Goal: Output each entry exactly; skip nothing.

Information provided:
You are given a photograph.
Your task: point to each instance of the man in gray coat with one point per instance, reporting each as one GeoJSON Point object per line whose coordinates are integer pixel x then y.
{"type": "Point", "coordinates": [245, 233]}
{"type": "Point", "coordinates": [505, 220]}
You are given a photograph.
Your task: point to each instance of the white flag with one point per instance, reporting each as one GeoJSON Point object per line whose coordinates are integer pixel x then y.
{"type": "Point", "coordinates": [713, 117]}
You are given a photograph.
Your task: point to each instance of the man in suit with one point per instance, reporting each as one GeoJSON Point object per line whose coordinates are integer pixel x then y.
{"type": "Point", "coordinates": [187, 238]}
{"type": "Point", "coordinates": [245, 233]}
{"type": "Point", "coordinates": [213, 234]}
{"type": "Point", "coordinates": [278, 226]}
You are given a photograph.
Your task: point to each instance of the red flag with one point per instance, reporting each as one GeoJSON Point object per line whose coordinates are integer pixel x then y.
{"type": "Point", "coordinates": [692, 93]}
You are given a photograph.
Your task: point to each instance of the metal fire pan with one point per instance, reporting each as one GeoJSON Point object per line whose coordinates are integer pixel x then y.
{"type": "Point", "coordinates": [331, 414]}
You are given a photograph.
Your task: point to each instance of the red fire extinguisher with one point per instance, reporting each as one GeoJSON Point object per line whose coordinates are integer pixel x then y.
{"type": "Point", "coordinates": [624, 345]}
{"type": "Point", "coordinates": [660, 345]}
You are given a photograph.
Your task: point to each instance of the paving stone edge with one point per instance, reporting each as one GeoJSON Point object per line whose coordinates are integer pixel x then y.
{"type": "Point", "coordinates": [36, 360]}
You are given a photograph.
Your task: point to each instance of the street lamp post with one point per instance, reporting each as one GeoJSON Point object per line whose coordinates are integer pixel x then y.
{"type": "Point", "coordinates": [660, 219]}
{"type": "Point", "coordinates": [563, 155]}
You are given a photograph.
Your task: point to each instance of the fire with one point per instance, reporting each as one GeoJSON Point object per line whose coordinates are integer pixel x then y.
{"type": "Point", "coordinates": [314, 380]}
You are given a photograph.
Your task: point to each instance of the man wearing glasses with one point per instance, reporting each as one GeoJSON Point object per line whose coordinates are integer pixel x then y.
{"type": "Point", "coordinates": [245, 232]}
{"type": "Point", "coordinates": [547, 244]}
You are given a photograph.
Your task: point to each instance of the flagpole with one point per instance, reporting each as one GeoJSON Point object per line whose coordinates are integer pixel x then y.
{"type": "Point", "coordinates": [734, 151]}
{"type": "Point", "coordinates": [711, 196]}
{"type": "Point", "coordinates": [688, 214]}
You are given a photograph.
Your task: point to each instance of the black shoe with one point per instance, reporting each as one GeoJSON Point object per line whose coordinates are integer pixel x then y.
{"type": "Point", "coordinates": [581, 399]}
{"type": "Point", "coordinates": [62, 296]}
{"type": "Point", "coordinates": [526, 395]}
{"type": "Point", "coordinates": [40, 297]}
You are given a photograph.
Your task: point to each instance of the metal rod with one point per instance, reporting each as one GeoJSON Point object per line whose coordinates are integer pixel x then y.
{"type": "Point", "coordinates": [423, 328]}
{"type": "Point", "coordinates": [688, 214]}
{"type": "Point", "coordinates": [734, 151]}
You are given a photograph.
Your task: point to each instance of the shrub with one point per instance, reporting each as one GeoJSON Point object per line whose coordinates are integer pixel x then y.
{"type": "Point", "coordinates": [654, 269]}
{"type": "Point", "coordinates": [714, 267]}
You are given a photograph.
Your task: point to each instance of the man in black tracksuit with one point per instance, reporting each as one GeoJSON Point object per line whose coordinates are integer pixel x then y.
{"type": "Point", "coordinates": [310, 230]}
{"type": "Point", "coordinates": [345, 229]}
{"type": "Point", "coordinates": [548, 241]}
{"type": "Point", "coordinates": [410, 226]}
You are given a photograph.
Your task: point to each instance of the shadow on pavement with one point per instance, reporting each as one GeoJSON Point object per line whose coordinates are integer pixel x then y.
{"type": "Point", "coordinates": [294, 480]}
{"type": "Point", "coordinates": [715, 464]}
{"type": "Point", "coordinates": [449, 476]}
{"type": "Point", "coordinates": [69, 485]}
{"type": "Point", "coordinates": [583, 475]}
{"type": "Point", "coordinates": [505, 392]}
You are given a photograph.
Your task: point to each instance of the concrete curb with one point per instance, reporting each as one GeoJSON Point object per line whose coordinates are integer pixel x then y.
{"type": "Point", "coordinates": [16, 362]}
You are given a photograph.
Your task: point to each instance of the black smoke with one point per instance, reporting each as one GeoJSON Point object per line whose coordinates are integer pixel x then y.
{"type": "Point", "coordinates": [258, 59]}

Solution:
You are given a photograph.
Your task: point to each instance of the man in gray coat with one point per instance, reporting each as one GeoJSON Point object per line whose coordinates are integer pixel x then y.
{"type": "Point", "coordinates": [245, 233]}
{"type": "Point", "coordinates": [505, 220]}
You are given a photograph.
Your task: point to each instance of the white flag with one point per instance, reporting each as one GeoJSON Point object per line whose coordinates are integer pixel x then y.
{"type": "Point", "coordinates": [713, 117]}
You are given a photograph.
Your task: point to each instance of the man in suit with one point per instance, reporting each as one GeoJSON Point object per line whose coordinates are integer pixel x then y.
{"type": "Point", "coordinates": [187, 238]}
{"type": "Point", "coordinates": [245, 233]}
{"type": "Point", "coordinates": [213, 234]}
{"type": "Point", "coordinates": [278, 226]}
You are given a photograph.
Your task: point to each instance of the red flag with one point per instance, reporting each as one GeoJSON Point object per line whose coordinates are integer pixel x then y.
{"type": "Point", "coordinates": [692, 93]}
You are given a photograph.
Your task: point to each instance of the metal fire pan with one point per instance, reporting each as one GeoJSON Point object per line whose coordinates are integer pixel x then y.
{"type": "Point", "coordinates": [331, 414]}
You are given a photograph.
Your task: point to each instance of the red fire extinguisher with one point per instance, reporting each as one GeoJSON Point object per line whose coordinates are integer pixel x then y.
{"type": "Point", "coordinates": [624, 345]}
{"type": "Point", "coordinates": [660, 345]}
You are given a photograph.
Your task: point to each instance of the paving stone edge with one point per instance, reporting each as one GeoJSON Point object per line whose coordinates are integer pixel x then y.
{"type": "Point", "coordinates": [36, 360]}
You are given a photograph.
Your task: point to each instance of the street lamp post with one point per instance, reporting each as one GeoJSON Point object per line whose coordinates are integer pixel x then y.
{"type": "Point", "coordinates": [660, 219]}
{"type": "Point", "coordinates": [563, 155]}
You are given a photograph.
Your task: point to each instance of the fire with one point per instance, reporting each as one GeoJSON Point object per line whose coordinates are integer pixel x then y.
{"type": "Point", "coordinates": [314, 380]}
You are given a photograph.
Your task: point to each instance of the man wearing glasses with one point per instance, reporting each as one GeoJSON Point object per line whose coordinates are integer pixel x then y.
{"type": "Point", "coordinates": [245, 232]}
{"type": "Point", "coordinates": [547, 244]}
You are given a photograph.
Your task: point to each instance of the flagpole with one point per instance, reporting each as one GeoJSON Point object per line whose coordinates are integer pixel x then y.
{"type": "Point", "coordinates": [734, 151]}
{"type": "Point", "coordinates": [711, 196]}
{"type": "Point", "coordinates": [688, 214]}
You are given a photograph.
Your task: point to each instance of the black shoe with one point per instance, reporting each as one GeoJSON Point object per line whose coordinates are integer pixel x then y.
{"type": "Point", "coordinates": [581, 399]}
{"type": "Point", "coordinates": [62, 296]}
{"type": "Point", "coordinates": [526, 395]}
{"type": "Point", "coordinates": [40, 297]}
You are given a photograph.
Your task: point to each instance of the metal rod with one point per instance, reporting each as one GeoJSON Point object per line whose coordinates are integer pixel x then y.
{"type": "Point", "coordinates": [423, 328]}
{"type": "Point", "coordinates": [688, 214]}
{"type": "Point", "coordinates": [734, 151]}
You are given a photograph.
Your task: point to each instance of the shrub with one point per instance, reporting each as one GeoJSON Point object per line whose coordinates are integer pixel x then y.
{"type": "Point", "coordinates": [654, 269]}
{"type": "Point", "coordinates": [714, 267]}
You are given a photograph.
Your task: point to each instance of the man in black tracksuit with one point per instance, reporting each as one GeoJSON Point object per line whose coordinates are integer pixel x then y.
{"type": "Point", "coordinates": [310, 230]}
{"type": "Point", "coordinates": [345, 229]}
{"type": "Point", "coordinates": [548, 241]}
{"type": "Point", "coordinates": [410, 226]}
You are given a photograph.
Your task: point to each instance of the shadow on pavement with one point per instance, reporting each as one GeoJSON Point object per line whose coordinates are integer pixel x then y.
{"type": "Point", "coordinates": [294, 480]}
{"type": "Point", "coordinates": [715, 464]}
{"type": "Point", "coordinates": [449, 476]}
{"type": "Point", "coordinates": [69, 485]}
{"type": "Point", "coordinates": [583, 475]}
{"type": "Point", "coordinates": [505, 392]}
You are given a photograph.
Your task: point to each instance of the concrete curb with one point per instance, reporting each as one GeoJSON Point object per line whose coordinates are integer pixel x then y.
{"type": "Point", "coordinates": [16, 362]}
You are given a photograph.
Your task: point to each instance of the black smoke with one point per instance, reporting each as one GeoJSON Point object per line whose coordinates are integer pixel x then y.
{"type": "Point", "coordinates": [258, 59]}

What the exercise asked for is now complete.